● Region labeling records:
## Begin

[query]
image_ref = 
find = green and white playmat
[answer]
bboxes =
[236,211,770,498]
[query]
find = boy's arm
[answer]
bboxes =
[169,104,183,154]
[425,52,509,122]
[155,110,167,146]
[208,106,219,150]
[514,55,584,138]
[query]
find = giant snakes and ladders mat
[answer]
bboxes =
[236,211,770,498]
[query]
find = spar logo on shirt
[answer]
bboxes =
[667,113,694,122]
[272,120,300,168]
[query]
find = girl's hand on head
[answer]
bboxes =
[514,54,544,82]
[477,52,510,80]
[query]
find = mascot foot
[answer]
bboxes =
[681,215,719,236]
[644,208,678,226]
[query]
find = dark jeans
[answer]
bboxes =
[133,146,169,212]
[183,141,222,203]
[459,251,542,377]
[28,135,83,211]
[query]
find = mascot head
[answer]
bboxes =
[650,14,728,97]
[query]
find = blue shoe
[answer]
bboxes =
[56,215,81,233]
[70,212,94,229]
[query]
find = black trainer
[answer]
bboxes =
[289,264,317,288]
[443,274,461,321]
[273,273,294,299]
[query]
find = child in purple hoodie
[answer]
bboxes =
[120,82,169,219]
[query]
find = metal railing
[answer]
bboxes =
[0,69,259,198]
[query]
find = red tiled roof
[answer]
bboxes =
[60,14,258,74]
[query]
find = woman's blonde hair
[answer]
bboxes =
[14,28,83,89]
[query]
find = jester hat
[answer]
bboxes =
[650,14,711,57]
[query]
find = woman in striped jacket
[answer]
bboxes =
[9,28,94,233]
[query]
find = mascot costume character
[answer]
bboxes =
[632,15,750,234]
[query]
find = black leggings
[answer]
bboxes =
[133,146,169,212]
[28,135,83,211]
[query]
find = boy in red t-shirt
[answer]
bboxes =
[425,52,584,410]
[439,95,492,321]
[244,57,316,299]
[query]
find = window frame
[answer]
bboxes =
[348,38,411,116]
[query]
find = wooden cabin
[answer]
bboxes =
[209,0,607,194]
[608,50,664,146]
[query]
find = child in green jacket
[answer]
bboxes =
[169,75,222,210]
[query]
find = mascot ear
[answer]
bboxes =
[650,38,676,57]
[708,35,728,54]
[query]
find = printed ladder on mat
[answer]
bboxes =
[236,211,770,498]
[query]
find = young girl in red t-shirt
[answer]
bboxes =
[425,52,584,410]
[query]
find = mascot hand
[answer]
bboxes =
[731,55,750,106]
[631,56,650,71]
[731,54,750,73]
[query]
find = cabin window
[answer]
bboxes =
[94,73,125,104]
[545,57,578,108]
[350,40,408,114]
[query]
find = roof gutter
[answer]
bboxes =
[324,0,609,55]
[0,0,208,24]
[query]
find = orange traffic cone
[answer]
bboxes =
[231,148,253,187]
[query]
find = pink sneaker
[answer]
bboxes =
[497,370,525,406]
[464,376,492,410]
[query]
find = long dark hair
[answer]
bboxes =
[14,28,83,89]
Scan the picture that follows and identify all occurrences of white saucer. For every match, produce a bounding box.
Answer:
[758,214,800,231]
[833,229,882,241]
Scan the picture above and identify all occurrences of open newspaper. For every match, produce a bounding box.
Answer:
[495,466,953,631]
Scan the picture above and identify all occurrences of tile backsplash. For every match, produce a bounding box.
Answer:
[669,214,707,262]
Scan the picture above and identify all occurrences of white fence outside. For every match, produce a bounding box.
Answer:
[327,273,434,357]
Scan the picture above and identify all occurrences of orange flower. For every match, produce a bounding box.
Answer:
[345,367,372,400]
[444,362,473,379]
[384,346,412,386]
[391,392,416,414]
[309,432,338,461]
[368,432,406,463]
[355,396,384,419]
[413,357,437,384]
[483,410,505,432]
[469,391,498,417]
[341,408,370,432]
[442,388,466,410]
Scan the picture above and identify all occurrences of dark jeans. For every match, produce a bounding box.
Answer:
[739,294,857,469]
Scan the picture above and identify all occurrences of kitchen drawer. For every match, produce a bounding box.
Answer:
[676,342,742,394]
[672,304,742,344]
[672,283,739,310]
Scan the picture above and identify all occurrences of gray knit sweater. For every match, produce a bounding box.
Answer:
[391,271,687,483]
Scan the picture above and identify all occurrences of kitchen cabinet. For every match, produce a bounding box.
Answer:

## End

● Instructions for the task: Retype all of the material above word for word, leaving every line unchanged.

● Final answer:
[query]
image_ref = 
find = green and white playmat
[answer]
bboxes =
[236,211,770,498]
[query]
find = boy's arm
[answer]
bboxes =
[169,104,183,154]
[425,52,509,122]
[155,110,167,146]
[208,106,219,150]
[514,55,584,138]
[query]
find = giant snakes and ladders mat
[answer]
bboxes =
[236,211,770,498]
[query]
find = spar logo on shirt
[answer]
bboxes =
[667,113,694,122]
[272,120,300,168]
[query]
find = girl's hand on head
[answer]
bboxes =
[514,54,544,82]
[477,52,510,80]
[query]
find = mascot foot
[answer]
bboxes =
[681,215,719,236]
[644,208,678,226]
[query]
find = dark jeans
[answer]
bboxes =
[133,146,169,212]
[183,141,222,203]
[459,251,542,377]
[28,135,83,211]
[query]
find = mascot head
[answer]
bboxes =
[650,14,728,97]
[query]
find = blue shoe
[answer]
bboxes =
[56,215,81,233]
[70,212,94,229]
[query]
find = black trainer
[answer]
bboxes =
[289,264,317,288]
[443,274,461,321]
[273,273,294,299]
[query]
find = child in purple hoodie
[answer]
bboxes =
[120,82,169,219]
[query]
find = metal railing
[answer]
bboxes =
[0,69,259,198]
[query]
find = red tiled roof
[answer]
bboxes =
[60,14,258,74]
[query]
find = woman's blonde hair
[answer]
bboxes =
[14,28,83,89]
[query]
find = jester hat
[answer]
bboxes =
[650,14,711,57]
[query]
find = woman in striped jacket
[answer]
bboxes =
[9,28,94,233]
[query]
find = mascot costume character
[answer]
bboxes =
[632,15,750,234]
[query]
find = black leggings
[answer]
bboxes =
[133,146,169,212]
[28,135,83,211]
[query]
find = boy in red t-shirt
[answer]
bboxes =
[425,52,584,410]
[439,95,492,321]
[244,57,316,299]
[query]
find = window frame
[answer]
bboxes =
[348,38,411,116]
[query]
find = wooden cabin
[answer]
bboxes =
[209,0,607,194]
[608,50,664,146]
[query]
find = child in green jacket
[answer]
bboxes =
[169,75,222,210]
[query]
find = mascot ear
[answer]
bboxes =
[650,38,676,57]
[708,35,728,54]
[query]
find = printed ladder on mat
[answer]
bboxes =
[236,211,770,498]
[query]
find = young girl in red t-shirt
[answer]
bboxes =
[425,52,584,410]
[query]
find = mascot hand
[answer]
bboxes =
[731,55,750,106]
[631,56,650,71]
[731,54,750,73]
[query]
find = cabin window
[answer]
bboxes =
[94,73,125,104]
[545,57,578,108]
[350,40,408,114]
[query]
find = roof gutter
[answer]
bboxes =
[324,0,609,55]
[0,0,208,24]
[query]
find = orange traffic cone
[answer]
bboxes =
[231,148,253,187]
[query]
find = pink sneaker
[answer]
bboxes =
[497,370,525,406]
[464,376,492,410]
[query]
find = long dark hair
[answer]
bboxes =
[14,28,83,89]
Scan the picture that follows and identify all occurrences of white saucer. For every match, produce a bounding box.
Answer:
[758,214,800,231]
[833,229,882,241]
Scan the picture above and identify all occurrences of open newspaper. For every match, produce a bounding box.
Answer:
[495,466,953,631]
Scan the picture above and identify all occurrences of tile backsplash. For every match, produce a bounding box.
Answer:
[669,214,707,262]
Scan the picture above and identify all occurrences of white fence outside. For every match, produce a bounding box.
Answer:
[327,273,434,357]
Scan the picture above and identify all occurrences of orange flower. For every match, produce a bounding box.
Answer:
[345,367,372,400]
[444,362,473,379]
[384,346,412,386]
[391,392,416,414]
[309,432,338,461]
[368,432,406,463]
[355,396,384,419]
[413,357,437,384]
[483,410,505,432]
[469,391,498,417]
[341,408,370,432]
[442,388,466,410]
Scan the picture above and identify all occurrences of dark jeans. For every match, produce a bounding box.
Answer:
[739,294,857,469]
Scan the picture above and identify all occurrences of kitchen drawer. For every match, produce a bounding box.
Answer:
[676,342,742,394]
[672,304,742,344]
[672,283,739,310]
Scan the picture above and identify all occurrences of gray knit sweater. For every match, produce a bounding box.
Answer:
[391,271,687,483]
Scan the picture above and identify all occurrences of kitchen cabinet. For every match, produce a bounding box.
Answer:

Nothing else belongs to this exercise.